* [Job]
Reproduce verbatim the rows between the line holding "find the drinking" and the line holding "[[0, 0, 768, 171]]", both of those lines included, and nothing else.

* [Records shown]
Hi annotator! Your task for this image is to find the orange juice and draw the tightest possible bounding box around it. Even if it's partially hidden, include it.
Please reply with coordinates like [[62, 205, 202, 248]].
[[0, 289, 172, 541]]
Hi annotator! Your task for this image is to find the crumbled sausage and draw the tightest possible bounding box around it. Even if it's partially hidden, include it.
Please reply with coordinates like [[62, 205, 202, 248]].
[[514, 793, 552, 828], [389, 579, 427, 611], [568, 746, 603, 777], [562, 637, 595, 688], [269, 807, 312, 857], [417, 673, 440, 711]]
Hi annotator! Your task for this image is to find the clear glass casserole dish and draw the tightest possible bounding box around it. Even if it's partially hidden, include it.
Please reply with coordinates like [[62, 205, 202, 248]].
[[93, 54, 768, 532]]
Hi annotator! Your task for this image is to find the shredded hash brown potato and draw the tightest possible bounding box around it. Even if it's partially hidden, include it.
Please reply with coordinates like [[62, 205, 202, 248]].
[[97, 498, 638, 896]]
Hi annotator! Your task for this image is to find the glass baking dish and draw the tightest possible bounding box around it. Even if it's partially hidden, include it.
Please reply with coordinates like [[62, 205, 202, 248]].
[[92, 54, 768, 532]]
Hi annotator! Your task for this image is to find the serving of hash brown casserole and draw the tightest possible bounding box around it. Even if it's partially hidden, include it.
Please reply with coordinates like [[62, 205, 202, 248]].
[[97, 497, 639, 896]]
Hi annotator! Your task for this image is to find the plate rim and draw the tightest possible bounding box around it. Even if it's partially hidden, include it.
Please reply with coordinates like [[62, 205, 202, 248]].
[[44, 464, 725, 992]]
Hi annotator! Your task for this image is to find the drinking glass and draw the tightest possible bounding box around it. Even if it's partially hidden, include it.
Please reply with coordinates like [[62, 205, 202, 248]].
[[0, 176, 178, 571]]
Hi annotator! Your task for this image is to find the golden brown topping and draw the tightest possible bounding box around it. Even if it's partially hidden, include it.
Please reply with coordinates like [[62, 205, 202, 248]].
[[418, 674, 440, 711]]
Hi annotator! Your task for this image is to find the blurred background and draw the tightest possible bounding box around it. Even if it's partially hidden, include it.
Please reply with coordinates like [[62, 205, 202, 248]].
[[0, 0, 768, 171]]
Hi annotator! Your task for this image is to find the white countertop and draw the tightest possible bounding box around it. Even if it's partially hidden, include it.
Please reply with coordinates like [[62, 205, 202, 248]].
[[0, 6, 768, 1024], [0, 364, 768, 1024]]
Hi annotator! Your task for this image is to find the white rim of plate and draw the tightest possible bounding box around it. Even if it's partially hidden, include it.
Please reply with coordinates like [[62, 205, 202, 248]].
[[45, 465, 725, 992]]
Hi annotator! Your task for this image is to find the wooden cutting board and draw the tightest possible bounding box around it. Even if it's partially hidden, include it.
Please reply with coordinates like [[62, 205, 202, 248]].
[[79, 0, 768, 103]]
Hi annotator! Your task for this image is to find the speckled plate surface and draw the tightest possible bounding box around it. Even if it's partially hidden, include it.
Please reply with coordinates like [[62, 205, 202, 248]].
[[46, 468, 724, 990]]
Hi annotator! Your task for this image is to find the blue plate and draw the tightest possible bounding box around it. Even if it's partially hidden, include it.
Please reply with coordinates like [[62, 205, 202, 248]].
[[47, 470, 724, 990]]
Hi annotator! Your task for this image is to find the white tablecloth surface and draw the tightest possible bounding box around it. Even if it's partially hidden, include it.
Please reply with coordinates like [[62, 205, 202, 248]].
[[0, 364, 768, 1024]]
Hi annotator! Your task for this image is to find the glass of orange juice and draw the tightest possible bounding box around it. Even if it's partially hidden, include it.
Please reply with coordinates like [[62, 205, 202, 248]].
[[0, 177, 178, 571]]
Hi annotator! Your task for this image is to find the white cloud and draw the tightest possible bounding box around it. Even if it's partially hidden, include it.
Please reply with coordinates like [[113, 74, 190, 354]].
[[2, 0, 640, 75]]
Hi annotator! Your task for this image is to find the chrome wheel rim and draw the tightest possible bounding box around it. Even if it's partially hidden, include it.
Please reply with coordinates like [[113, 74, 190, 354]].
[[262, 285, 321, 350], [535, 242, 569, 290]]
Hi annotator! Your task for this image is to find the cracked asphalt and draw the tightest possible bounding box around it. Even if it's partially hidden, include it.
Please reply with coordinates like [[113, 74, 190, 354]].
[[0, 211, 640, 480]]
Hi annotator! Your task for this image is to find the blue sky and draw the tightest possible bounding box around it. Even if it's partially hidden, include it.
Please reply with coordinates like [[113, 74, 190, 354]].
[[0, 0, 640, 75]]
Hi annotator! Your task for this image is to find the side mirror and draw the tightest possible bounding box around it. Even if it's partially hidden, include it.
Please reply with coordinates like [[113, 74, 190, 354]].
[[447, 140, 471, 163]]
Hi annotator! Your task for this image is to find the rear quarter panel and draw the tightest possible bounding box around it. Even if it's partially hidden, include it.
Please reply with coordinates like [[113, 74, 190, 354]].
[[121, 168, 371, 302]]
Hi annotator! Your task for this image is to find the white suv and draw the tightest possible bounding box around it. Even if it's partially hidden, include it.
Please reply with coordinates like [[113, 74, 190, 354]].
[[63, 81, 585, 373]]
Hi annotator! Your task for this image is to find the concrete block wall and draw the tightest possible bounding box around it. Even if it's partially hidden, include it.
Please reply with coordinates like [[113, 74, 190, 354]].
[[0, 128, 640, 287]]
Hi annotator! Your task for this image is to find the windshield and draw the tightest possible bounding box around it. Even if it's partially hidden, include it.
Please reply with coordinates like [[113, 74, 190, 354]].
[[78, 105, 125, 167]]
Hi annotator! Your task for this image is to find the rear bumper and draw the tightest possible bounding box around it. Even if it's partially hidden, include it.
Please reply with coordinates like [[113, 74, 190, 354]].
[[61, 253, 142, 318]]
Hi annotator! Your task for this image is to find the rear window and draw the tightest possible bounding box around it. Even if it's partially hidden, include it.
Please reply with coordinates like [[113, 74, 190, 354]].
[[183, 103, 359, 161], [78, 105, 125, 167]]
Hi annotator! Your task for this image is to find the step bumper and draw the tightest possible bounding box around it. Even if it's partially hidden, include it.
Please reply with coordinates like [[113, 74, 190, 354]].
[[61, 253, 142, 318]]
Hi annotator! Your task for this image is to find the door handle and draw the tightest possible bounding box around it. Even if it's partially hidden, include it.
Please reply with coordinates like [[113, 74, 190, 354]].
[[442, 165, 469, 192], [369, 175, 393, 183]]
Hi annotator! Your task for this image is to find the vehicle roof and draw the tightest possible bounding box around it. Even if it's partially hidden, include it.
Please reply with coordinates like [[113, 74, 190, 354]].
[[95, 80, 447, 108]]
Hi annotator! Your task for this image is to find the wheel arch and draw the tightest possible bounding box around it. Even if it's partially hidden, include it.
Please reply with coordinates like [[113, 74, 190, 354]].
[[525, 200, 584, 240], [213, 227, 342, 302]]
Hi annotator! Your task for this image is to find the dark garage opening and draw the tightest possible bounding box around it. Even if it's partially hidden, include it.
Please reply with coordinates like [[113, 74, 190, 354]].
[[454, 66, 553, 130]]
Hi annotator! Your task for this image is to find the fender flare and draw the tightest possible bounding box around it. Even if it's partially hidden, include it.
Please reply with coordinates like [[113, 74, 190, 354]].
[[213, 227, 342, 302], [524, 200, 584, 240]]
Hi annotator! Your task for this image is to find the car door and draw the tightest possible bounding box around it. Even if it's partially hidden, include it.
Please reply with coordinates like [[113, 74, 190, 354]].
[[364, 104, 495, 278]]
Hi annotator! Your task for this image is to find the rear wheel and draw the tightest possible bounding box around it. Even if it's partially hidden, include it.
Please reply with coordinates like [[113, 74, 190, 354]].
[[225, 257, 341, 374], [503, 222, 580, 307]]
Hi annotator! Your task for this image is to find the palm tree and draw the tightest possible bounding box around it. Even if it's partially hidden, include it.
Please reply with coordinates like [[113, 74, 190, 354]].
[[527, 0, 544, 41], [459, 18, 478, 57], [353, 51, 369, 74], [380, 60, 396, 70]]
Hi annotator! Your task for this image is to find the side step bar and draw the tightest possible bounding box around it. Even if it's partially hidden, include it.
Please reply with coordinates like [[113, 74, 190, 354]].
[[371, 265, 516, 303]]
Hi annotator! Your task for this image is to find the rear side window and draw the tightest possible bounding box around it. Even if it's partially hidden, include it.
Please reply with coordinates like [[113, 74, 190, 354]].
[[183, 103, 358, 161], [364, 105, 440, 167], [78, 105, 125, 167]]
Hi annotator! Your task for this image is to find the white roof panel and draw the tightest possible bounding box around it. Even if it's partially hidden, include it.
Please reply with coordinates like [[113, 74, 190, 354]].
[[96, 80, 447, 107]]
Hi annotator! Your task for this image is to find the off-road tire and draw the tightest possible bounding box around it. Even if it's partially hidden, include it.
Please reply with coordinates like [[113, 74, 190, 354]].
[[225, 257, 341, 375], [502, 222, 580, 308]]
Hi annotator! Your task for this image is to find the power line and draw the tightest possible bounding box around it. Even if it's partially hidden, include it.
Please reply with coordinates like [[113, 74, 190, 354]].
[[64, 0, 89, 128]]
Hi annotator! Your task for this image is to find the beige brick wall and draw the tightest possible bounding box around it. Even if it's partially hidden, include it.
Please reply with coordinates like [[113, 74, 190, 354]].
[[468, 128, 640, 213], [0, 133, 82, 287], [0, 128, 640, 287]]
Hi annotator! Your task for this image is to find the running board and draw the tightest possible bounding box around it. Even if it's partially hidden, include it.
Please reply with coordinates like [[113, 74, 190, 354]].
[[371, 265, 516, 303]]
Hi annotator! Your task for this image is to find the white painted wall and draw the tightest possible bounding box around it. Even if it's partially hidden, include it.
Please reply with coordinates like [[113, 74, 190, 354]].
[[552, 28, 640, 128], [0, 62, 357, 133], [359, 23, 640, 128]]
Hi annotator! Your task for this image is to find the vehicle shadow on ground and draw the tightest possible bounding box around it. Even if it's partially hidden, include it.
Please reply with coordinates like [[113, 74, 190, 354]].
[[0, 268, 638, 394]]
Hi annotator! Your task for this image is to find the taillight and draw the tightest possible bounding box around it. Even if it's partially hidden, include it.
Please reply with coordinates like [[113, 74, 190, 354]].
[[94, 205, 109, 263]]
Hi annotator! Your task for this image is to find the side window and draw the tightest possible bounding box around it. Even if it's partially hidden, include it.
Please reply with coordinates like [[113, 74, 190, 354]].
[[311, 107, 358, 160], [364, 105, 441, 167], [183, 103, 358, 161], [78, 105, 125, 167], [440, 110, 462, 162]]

* [Task output]
Hi annotator! Your task for this image is to find the drinking glass and draw the tightest possible bounding box around it. Even if it's partially hidden, include it.
Please reply with coordinates like [[62, 205, 202, 248]].
[[0, 176, 178, 571]]
Hi annotator! Your task for this image is to find the golden brown topping and draw the tightest possible bounding box around it. Even if it's partially hidden, include it.
Please reply with coordinates like [[62, 205, 202, 248]].
[[418, 674, 440, 711]]
Hi annotator! Your task for this image is to find the blurred background and draw the tightest possible bounding box around it. Even if it's partially hidden, include it.
Please reply with coordinates like [[62, 205, 202, 248]].
[[0, 0, 768, 171]]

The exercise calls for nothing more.